■ **What you should do**
Print out the material that follows word for word.

■ **Entries supplied**
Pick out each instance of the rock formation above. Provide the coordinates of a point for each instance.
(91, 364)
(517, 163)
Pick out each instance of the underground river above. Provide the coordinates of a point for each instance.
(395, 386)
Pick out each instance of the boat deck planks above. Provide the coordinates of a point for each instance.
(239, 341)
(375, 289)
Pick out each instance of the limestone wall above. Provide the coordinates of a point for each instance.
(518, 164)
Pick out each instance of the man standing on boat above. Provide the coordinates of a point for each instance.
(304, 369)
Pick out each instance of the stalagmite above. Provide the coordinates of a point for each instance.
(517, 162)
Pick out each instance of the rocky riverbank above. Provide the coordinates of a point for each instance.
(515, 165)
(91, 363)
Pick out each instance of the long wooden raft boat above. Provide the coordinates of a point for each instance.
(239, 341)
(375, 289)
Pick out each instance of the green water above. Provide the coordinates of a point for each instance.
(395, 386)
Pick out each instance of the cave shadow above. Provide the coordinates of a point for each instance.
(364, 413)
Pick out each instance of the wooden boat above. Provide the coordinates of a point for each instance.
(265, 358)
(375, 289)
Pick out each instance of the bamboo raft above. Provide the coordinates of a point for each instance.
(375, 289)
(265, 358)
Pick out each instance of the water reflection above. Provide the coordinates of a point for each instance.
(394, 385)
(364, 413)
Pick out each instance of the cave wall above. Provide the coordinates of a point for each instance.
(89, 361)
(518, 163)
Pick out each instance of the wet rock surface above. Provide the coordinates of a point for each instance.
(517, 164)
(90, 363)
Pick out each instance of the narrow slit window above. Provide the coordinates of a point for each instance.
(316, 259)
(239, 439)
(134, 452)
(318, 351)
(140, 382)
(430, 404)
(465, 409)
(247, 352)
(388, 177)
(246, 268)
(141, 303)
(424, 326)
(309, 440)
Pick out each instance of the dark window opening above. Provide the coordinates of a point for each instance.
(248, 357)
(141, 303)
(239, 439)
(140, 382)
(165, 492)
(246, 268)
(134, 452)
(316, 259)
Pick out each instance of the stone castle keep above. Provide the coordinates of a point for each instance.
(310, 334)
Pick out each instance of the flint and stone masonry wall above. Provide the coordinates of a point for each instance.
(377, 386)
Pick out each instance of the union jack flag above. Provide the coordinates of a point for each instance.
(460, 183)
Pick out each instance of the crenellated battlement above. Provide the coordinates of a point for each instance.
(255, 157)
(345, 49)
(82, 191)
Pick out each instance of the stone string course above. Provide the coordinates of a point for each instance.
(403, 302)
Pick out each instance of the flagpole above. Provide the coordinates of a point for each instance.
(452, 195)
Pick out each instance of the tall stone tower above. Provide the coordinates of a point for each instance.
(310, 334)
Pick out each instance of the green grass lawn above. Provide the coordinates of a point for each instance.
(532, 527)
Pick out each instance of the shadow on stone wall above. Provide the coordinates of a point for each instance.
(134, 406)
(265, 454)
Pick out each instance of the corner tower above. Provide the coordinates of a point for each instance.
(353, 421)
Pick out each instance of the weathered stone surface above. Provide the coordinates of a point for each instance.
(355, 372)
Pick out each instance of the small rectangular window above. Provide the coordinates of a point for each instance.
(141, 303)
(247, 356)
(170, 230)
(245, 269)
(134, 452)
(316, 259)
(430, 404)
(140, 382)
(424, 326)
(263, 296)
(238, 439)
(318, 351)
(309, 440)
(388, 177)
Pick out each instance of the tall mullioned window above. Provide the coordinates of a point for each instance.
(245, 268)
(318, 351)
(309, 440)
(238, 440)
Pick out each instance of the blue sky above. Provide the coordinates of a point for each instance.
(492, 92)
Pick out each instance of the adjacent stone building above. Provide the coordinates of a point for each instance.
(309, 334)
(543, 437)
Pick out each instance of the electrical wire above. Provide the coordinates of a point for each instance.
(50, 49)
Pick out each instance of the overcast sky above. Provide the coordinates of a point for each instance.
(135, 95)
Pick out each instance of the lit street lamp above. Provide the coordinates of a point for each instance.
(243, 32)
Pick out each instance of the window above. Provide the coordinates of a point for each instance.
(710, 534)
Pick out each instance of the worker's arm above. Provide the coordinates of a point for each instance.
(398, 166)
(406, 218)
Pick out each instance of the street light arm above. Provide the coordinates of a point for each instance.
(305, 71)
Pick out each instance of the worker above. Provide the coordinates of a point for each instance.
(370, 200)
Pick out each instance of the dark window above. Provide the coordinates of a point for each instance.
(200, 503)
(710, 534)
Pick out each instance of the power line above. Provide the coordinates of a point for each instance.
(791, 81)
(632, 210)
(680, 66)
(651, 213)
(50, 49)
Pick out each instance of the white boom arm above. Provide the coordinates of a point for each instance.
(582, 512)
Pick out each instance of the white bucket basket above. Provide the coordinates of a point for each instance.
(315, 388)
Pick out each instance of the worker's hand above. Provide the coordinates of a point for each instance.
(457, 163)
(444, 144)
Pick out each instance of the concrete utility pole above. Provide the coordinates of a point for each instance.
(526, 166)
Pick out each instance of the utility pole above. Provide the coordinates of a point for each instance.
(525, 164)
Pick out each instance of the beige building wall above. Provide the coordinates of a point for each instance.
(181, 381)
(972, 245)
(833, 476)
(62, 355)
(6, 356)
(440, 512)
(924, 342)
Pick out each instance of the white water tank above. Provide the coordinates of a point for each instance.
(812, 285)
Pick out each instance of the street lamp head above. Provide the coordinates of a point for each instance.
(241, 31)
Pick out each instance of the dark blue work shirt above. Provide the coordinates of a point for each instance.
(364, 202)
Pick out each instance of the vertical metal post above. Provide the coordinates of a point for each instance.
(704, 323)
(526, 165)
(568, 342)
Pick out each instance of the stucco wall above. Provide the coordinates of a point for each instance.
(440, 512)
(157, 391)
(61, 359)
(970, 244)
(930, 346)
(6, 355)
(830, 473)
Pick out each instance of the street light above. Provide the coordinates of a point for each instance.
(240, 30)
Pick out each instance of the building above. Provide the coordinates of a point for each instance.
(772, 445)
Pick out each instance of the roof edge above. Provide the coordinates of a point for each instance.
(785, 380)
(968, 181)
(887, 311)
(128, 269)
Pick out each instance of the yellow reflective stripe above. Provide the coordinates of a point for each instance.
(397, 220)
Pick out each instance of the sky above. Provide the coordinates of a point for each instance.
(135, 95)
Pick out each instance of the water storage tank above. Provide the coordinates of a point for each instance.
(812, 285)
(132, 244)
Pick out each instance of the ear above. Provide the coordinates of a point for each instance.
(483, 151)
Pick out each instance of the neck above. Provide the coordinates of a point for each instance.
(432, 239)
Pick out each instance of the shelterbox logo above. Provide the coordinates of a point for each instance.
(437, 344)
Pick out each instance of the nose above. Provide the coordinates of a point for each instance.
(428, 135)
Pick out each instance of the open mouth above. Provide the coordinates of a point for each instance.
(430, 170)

■ **Task response**
Pick out each instance of the rock formation above. Provide the coordinates of a point for each instance.
(91, 364)
(517, 163)
Pick out each instance of the underground river above. Provide the coordinates of a point for each instance.
(395, 386)
Pick out each instance of the boat deck planks above. Provide the coordinates of a point for each instance.
(239, 341)
(375, 289)
Pick out each instance of the limestone wall above. Provide the coordinates of a point for each instance.
(518, 164)
Pick out each instance of the man standing on boat above. Provide the coordinates of a point for each instance.
(304, 369)
Pick out each instance of the stalagmite above. Provide the coordinates of a point for each instance.
(517, 162)
Pick out each instance of the rocky riverbank above. Provide the coordinates of a point for each instance.
(515, 165)
(91, 363)
Pick out each instance of the long wooden raft boat above. Provide the coordinates of a point for each instance.
(239, 341)
(375, 289)
Pick out each instance of the green water above. Provide the coordinates of a point for each instance.
(395, 386)
Pick out each instance of the cave shadow above. Provide the coordinates of a point for each instance.
(364, 413)
Pick out each instance of the wooden boat above. Provide the coordinates of a point for each instance.
(265, 358)
(375, 289)
Pick out each instance of the bamboo raft above. Provide the coordinates of a point for each instance.
(375, 289)
(265, 358)
Pick out each instance of the water reflection above. Provide the coordinates of a point for each instance.
(394, 385)
(364, 413)
Pick out each instance of the cave wall above. Provide the coordinates of a point for each instance.
(89, 361)
(518, 163)
Pick out each instance of the wet rock surface above. Provide the coordinates of a point for each instance.
(517, 164)
(90, 363)
Pick out each instance of the narrow slit window above. Provide the coordinates of a point for each instance.
(316, 259)
(239, 439)
(134, 452)
(318, 351)
(140, 382)
(430, 404)
(465, 409)
(247, 352)
(388, 177)
(246, 268)
(141, 303)
(424, 326)
(309, 440)
Pick out each instance of the dark window opening above. Provide the coordinates of a point for each instance.
(248, 357)
(141, 303)
(239, 439)
(140, 382)
(165, 492)
(246, 268)
(134, 452)
(316, 259)
Pick out each instance of the stone castle keep above. Provide the coordinates of a point for each instance.
(310, 334)
Pick out each instance of the flint and stone masonry wall above. Provide the coordinates of a point for each instance.
(377, 386)
Pick out each instance of the union jack flag above. Provide the coordinates of a point for each instance.
(460, 183)
Pick out each instance of the crenellated battlement above. Provide the coordinates of a point for each instance.
(255, 157)
(345, 49)
(82, 191)
Pick out each instance of the stone string course above. Provide the coordinates of a point for each instance.
(403, 302)
Pick out each instance of the flagpole above. Provide the coordinates of a point for each instance.
(452, 195)
Pick out each instance of the tall stone tower above. Provide the coordinates of a point for each instance.
(310, 334)
Pick out each instance of the green grass lawn above. Provide the coordinates of a point for each instance.
(532, 527)
Pick out each instance of the shadow on stone wall above. Provide the coordinates of a point for each instance.
(134, 406)
(265, 454)
Pick out each instance of the corner tower above. Provide the coordinates of a point for each instance.
(353, 421)
Pick out each instance of the weathered stone surface above. Provide the coordinates of a point for each instance.
(355, 372)
Pick out each instance of the small rectangular window above. Provide the coordinates of a point for each instance.
(141, 303)
(247, 356)
(170, 230)
(245, 269)
(134, 452)
(316, 259)
(430, 404)
(140, 382)
(424, 326)
(263, 296)
(238, 439)
(318, 351)
(309, 440)
(388, 177)
Pick out each instance of the tall mullioned window above. Provide the coordinates of a point for each instance.
(245, 268)
(318, 351)
(309, 440)
(238, 440)
Pick out each instance of the blue sky above. Provide the coordinates of a point for each instance.
(492, 92)
Pick out each instance of the adjacent stone building above. Provide the coordinates of a point for each instance.
(309, 334)
(543, 437)
Pick out each instance of the electrical wire above. Provide the coordinates of a point for each instance.
(50, 49)
Pick out each instance of the overcast sky above. Provide the coordinates of a point for each instance.
(135, 95)
Pick out each instance of the lit street lamp above. Provide the coordinates of a point for each instance.
(243, 32)
Pick out each instance of the window above. Provide the coordinates of a point for each instance.
(710, 534)
Pick out each instance of the worker's arm above. Provide the coordinates of a point for each instance.
(398, 166)
(406, 218)
Pick out each instance of the street light arm above. Provide the coordinates of a point for each instance.
(305, 71)
Pick out each instance of the worker above. Provide the coordinates of a point for each instance.
(370, 200)
Pick out each instance of the dark window above. Provide the coordinates of a point for each instance.
(200, 503)
(710, 534)
Pick out each instance of the power line above. Provide the coordinates of a point for each instance.
(791, 81)
(632, 210)
(680, 66)
(651, 213)
(50, 49)
Pick out each instance of the white boom arm above. Provide the coordinates of a point for each instance.
(582, 512)
Pick out each instance of the white bucket basket above. Provide the coordinates of a point for each instance.
(315, 388)
Pick out each instance of the worker's hand above. Provide the coordinates of a point for each instance.
(457, 163)
(444, 144)
Pick out each instance of the concrete utility pole above. Provide the coordinates of a point for each instance.
(526, 166)
Pick out each instance of the utility pole above. Provide the coordinates of a point for each instance.
(525, 164)
Pick out each instance of the beige building wall above. Provide the coordinates of a point for each instance.
(181, 381)
(972, 245)
(833, 476)
(62, 355)
(6, 356)
(440, 512)
(924, 342)
Pick out each instance of the white water tank above. Provide the coordinates of a point for each instance.
(812, 285)
Pick out each instance of the street lamp head above. Provide the coordinates of a point for each instance.
(241, 31)
Pick out each instance of the dark blue work shirt above. Provide the coordinates of a point for each instance.
(364, 202)
Pick out each instance of the vertical metal post above. Provide the coordinates of a point for each instance.
(704, 323)
(526, 165)
(568, 342)
Pick out each instance of the stucco wall above. Provide the coordinates of a point for each instance.
(440, 512)
(157, 391)
(61, 359)
(970, 244)
(930, 346)
(6, 355)
(830, 473)
Pick out each instance of the street light above. Provide the coordinates of a point for each instance.
(240, 30)
Pick out each instance of the building above. Provide the coordinates of a point for each instance.
(772, 445)
Pick out each instance of the roof edge above. Provide the coordinates of a point for each instance.
(785, 380)
(968, 181)
(887, 311)
(128, 269)
Pick out each instance of the yellow reflective stripe above. Provide the coordinates of a point for each instance.
(397, 220)
Pick out each instance of the sky above. Provide the coordinates of a point for each instance.
(135, 95)
Pick out each instance of the water storage tank above. Provide the coordinates of a point for each instance.
(812, 285)
(132, 244)
Pick out each instance of the ear above. Provide the coordinates of a point for each instance.
(483, 151)
Pick out each instance of the neck above. Provide the coordinates of a point for each instance.
(432, 239)
Pick out each instance of the shelterbox logo above. Provide the coordinates of a point for each instance.
(437, 344)
Pick out each instance of the nose above. Provide the coordinates of a point for each instance.
(428, 135)
Pick out each instance of the open mouth above. Provide the coordinates of a point for each instance.
(430, 170)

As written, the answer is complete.